• [Extrait choisi]:

▬▬▬▬▬▬

Les mutations contemporaines ont fait en sorte que la multitude a retrouvé son caractère irréductible, se matérialisant dans des corps rebelles aux forces de la discipline et de la normalisation. La prédominance du travail immatériel les a transformés en corps cybernétiques qui s'affranchissent des limites qui séparaient jusque-là l'homme de la machine. De plus, à l'intérieur du nouvel ordre de la globalisation, se sont créés de nouveaux circuits de coopération et de collaboration, qui s'étendent sans distinction de nation ni de continent. Si nous ne sommes pas devenus égaux, nous pouvons communiquer et agir ensemble sur la base de nos différences.

▬▬▬▬▬▬

Enregistrements du jeu de données d'annotation par points

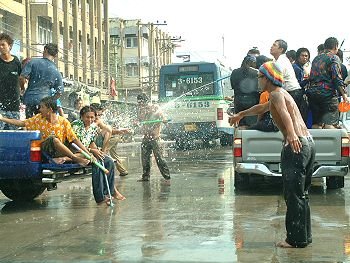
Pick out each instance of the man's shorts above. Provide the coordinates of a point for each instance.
(48, 147)
(324, 107)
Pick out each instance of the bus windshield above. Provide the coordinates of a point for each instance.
(197, 84)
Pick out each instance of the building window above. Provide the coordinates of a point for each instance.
(115, 40)
(132, 70)
(131, 42)
(44, 30)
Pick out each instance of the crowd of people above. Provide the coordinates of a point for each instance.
(293, 92)
(38, 84)
(288, 93)
(317, 87)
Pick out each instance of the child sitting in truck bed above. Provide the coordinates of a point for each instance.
(55, 131)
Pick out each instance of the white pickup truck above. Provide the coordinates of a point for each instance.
(258, 153)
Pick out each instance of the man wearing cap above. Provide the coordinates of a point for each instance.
(44, 79)
(244, 82)
(151, 141)
(291, 84)
(297, 155)
(326, 84)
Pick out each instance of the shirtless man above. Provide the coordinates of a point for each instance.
(297, 156)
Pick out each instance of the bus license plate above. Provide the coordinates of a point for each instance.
(190, 127)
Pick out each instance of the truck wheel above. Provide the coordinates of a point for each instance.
(22, 190)
(226, 139)
(241, 181)
(335, 182)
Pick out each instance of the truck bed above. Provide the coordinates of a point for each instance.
(260, 146)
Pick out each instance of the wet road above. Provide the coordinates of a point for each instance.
(197, 218)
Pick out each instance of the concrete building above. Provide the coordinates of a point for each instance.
(137, 51)
(79, 27)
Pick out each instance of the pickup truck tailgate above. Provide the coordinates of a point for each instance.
(260, 146)
(266, 147)
(15, 155)
(328, 144)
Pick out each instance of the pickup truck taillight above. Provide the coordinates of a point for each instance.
(220, 114)
(345, 147)
(35, 151)
(237, 147)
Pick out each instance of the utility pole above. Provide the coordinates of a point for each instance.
(121, 60)
(150, 53)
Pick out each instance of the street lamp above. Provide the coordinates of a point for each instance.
(151, 28)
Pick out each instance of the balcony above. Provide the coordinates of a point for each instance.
(42, 8)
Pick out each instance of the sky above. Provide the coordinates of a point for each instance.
(228, 29)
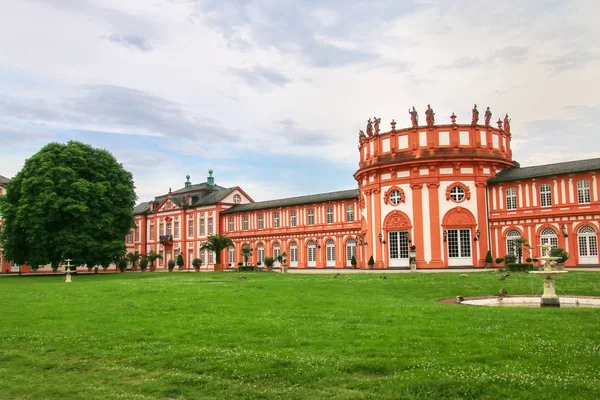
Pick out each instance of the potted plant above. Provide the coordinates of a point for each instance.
(217, 243)
(197, 263)
(562, 253)
(144, 264)
(180, 262)
(489, 261)
(269, 261)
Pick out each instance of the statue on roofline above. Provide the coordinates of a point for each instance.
(429, 116)
(369, 128)
(414, 117)
(488, 117)
(507, 124)
(475, 115)
(376, 122)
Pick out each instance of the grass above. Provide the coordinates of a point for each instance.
(212, 335)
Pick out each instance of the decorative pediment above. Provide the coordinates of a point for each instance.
(458, 217)
(386, 196)
(396, 220)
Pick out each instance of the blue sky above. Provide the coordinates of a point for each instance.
(271, 94)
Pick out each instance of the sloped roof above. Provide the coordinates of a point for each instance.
(538, 171)
(294, 201)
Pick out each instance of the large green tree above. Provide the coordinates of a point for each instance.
(69, 201)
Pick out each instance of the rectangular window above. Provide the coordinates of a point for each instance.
(583, 191)
(545, 195)
(311, 216)
(350, 213)
(511, 199)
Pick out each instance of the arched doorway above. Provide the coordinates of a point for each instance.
(330, 247)
(397, 227)
(293, 255)
(588, 245)
(458, 224)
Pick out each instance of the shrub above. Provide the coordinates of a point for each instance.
(144, 264)
(122, 264)
(488, 258)
(558, 252)
(519, 267)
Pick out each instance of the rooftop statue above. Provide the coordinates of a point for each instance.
(475, 117)
(507, 124)
(429, 115)
(414, 117)
(488, 117)
(376, 122)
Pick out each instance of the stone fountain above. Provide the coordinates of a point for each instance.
(549, 298)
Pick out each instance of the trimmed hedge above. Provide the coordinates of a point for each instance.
(519, 267)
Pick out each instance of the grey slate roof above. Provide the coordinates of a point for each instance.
(538, 171)
(295, 201)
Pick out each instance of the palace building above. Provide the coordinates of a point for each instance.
(452, 190)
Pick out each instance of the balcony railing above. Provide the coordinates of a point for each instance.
(166, 239)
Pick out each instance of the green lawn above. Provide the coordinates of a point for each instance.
(212, 335)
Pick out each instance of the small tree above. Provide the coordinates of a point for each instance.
(144, 264)
(133, 259)
(197, 263)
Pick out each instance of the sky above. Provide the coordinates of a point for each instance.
(271, 94)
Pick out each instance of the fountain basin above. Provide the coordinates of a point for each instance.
(529, 301)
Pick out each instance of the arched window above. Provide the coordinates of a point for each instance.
(548, 236)
(583, 191)
(276, 252)
(261, 254)
(312, 254)
(232, 255)
(457, 194)
(588, 245)
(293, 254)
(511, 248)
(331, 253)
(350, 251)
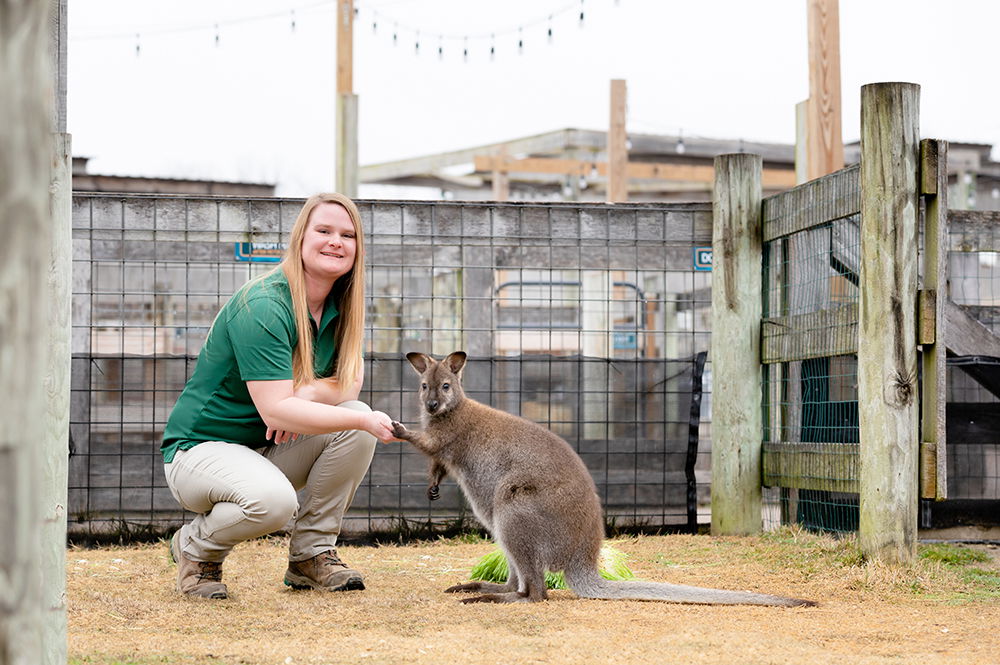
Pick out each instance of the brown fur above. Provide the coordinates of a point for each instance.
(533, 493)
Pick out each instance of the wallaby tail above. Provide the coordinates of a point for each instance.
(589, 584)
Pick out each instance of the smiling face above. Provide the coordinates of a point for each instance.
(330, 243)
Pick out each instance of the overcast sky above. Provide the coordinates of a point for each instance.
(244, 89)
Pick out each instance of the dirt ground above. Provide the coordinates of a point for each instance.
(123, 609)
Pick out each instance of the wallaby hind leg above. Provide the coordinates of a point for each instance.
(534, 591)
(488, 587)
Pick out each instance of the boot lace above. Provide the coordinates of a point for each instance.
(210, 570)
(330, 558)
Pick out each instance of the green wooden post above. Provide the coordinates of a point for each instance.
(887, 354)
(736, 313)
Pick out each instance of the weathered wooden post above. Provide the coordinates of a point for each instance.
(54, 444)
(25, 140)
(887, 353)
(736, 313)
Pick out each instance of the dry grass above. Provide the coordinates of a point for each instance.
(123, 609)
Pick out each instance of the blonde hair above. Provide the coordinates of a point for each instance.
(349, 295)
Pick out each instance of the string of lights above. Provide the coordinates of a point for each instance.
(381, 22)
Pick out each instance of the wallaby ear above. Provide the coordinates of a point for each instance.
(455, 361)
(419, 361)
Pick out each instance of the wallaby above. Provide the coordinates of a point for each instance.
(533, 493)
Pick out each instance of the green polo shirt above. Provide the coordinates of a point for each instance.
(251, 340)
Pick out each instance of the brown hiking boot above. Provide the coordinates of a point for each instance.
(200, 579)
(324, 571)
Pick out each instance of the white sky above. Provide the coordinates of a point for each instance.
(259, 106)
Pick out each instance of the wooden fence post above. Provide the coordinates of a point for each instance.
(736, 312)
(887, 354)
(25, 135)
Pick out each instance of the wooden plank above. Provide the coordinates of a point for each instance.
(825, 140)
(770, 178)
(826, 332)
(933, 327)
(887, 356)
(812, 466)
(973, 231)
(617, 145)
(816, 202)
(927, 317)
(965, 336)
(736, 313)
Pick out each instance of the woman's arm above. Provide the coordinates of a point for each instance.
(330, 391)
(282, 410)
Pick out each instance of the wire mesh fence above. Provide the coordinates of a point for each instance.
(809, 344)
(590, 319)
(973, 413)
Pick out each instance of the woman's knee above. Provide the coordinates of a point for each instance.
(273, 505)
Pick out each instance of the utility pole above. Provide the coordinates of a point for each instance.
(617, 145)
(824, 135)
(346, 179)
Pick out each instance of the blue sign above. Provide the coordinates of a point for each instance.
(260, 252)
(702, 258)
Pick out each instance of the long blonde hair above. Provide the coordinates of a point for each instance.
(349, 295)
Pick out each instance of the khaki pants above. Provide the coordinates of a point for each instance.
(241, 493)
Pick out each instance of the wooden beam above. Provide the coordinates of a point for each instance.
(770, 178)
(617, 145)
(736, 313)
(933, 393)
(825, 137)
(888, 400)
(965, 335)
(826, 332)
(832, 467)
(973, 230)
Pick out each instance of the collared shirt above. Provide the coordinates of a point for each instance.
(251, 339)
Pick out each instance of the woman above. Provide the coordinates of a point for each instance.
(272, 407)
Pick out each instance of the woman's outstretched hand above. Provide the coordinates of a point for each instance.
(381, 427)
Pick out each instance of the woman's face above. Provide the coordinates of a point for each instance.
(330, 243)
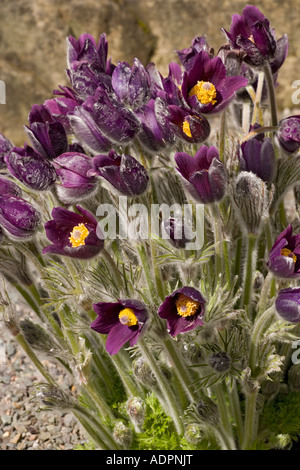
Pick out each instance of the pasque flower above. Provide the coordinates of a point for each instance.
(284, 257)
(183, 309)
(18, 217)
(31, 168)
(123, 172)
(251, 32)
(289, 133)
(287, 304)
(122, 321)
(72, 169)
(206, 88)
(257, 155)
(73, 234)
(204, 175)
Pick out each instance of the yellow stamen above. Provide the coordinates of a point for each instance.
(186, 129)
(127, 317)
(186, 306)
(78, 235)
(205, 92)
(289, 253)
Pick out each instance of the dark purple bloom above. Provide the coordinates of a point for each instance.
(131, 84)
(73, 234)
(287, 304)
(204, 175)
(18, 217)
(8, 187)
(258, 156)
(31, 168)
(284, 257)
(122, 321)
(186, 56)
(183, 309)
(206, 88)
(72, 169)
(123, 172)
(251, 32)
(289, 133)
(5, 146)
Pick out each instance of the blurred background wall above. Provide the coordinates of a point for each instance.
(32, 41)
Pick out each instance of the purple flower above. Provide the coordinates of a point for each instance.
(284, 257)
(18, 217)
(123, 172)
(122, 321)
(206, 88)
(257, 155)
(289, 133)
(251, 32)
(204, 175)
(287, 304)
(131, 84)
(31, 168)
(75, 184)
(183, 309)
(5, 146)
(72, 234)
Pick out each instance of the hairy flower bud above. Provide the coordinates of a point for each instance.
(219, 361)
(252, 200)
(207, 411)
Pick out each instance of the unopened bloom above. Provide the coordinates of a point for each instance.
(204, 175)
(18, 217)
(289, 133)
(287, 304)
(72, 169)
(31, 168)
(123, 172)
(251, 32)
(122, 321)
(73, 234)
(284, 257)
(258, 156)
(183, 309)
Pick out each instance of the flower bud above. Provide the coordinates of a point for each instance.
(219, 361)
(207, 411)
(294, 377)
(122, 434)
(251, 199)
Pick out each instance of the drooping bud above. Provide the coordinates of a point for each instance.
(219, 361)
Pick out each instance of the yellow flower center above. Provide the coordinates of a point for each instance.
(289, 253)
(127, 317)
(205, 92)
(186, 306)
(78, 235)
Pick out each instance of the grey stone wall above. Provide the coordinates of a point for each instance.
(32, 41)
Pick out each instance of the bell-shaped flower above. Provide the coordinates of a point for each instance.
(122, 321)
(203, 175)
(73, 234)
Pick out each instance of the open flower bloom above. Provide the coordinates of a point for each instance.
(18, 217)
(206, 88)
(289, 133)
(258, 156)
(31, 168)
(284, 257)
(287, 304)
(251, 32)
(122, 321)
(203, 175)
(183, 309)
(123, 172)
(72, 169)
(72, 234)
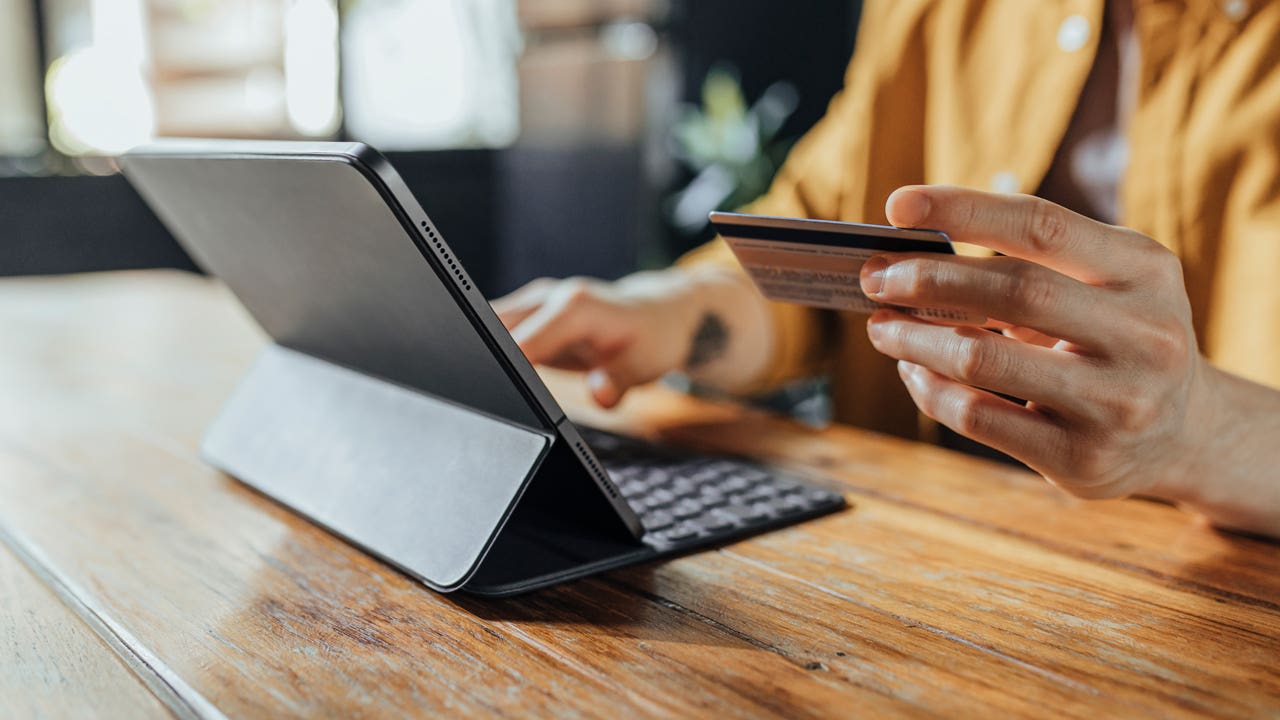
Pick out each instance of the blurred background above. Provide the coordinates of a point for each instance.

▬▬▬▬▬▬

Répondez aux questions suivantes sur l'extrait.
(a) En quoi la prédominance du travail immatériel a-t-elle transformé les corps ?
(b) Les nouveaux circuits de coopération et de collaboration s'étendent sans distinction de quoi ?
(c) Sur quelle base, selon la dernière phrase, pouvons-nous communiquer et agir ensemble ?

• [Réponse complète]:
(a) Elle les a transformés en corps cybernétiques qui s'affranchissent des limites qui séparaient jusque-là l'homme de la machine.
(b) Ils s'étendent sans distinction de nation ni de continent.
(c) Nous pouvons communiquer et agir ensemble sur la base de nos différences.